What to work on
Repeat the items below word for word, starting with their first line and ending after the line that contains "<point>203,368</point>".

Task material
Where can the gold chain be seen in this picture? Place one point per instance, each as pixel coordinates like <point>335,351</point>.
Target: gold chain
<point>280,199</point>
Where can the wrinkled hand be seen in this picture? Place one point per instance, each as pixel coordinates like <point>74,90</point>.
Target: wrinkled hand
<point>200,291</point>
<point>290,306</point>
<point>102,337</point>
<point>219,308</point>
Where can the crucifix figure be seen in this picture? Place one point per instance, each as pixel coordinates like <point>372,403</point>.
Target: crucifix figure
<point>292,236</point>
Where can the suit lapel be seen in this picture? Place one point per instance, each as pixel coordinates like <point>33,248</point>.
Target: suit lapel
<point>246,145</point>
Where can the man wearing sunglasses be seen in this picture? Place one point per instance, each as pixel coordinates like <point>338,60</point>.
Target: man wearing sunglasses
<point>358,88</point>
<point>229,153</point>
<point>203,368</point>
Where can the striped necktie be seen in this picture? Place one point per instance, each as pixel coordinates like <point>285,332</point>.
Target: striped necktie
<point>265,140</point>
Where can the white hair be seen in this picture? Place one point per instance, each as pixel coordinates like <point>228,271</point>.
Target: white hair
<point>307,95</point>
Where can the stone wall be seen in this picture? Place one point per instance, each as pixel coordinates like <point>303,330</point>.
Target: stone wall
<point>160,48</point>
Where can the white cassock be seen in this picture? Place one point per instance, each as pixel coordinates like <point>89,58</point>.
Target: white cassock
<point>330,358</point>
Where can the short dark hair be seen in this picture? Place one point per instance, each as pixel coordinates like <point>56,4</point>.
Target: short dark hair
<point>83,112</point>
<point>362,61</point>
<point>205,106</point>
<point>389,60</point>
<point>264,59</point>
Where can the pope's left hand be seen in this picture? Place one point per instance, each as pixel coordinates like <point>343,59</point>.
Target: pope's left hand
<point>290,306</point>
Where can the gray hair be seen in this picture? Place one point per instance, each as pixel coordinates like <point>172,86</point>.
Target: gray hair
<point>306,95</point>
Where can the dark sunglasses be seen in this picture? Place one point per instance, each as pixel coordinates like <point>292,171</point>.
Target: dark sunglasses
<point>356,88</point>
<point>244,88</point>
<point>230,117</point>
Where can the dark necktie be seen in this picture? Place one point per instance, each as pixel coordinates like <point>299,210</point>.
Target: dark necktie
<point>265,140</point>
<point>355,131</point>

Written response
Where can the gold chain be seen in this picture? Place one point per instance, each as pixel coordinates like <point>335,351</point>.
Target: gold chain
<point>280,199</point>
Where can the wrinkled hand be seen in this picture? Place one point per instance, each as pixel coordinates like <point>74,90</point>.
Target: wrinkled hand
<point>200,291</point>
<point>290,306</point>
<point>102,337</point>
<point>219,308</point>
Where can the crucifix figure be seen in this picture? Place one point per instance, each as pixel coordinates like <point>372,403</point>.
Target: crucifix figure
<point>292,236</point>
Where can the suit lapel be seen in this picture? Place one point per instance, each as pixel coordinates like <point>33,248</point>.
Target: suit lapel
<point>246,145</point>
Where can the man wearing sunglasses be seen in this picture? Place one point per instance, each as pixel coordinates like <point>338,60</point>.
Target: man wearing sunglasses
<point>358,88</point>
<point>229,153</point>
<point>203,368</point>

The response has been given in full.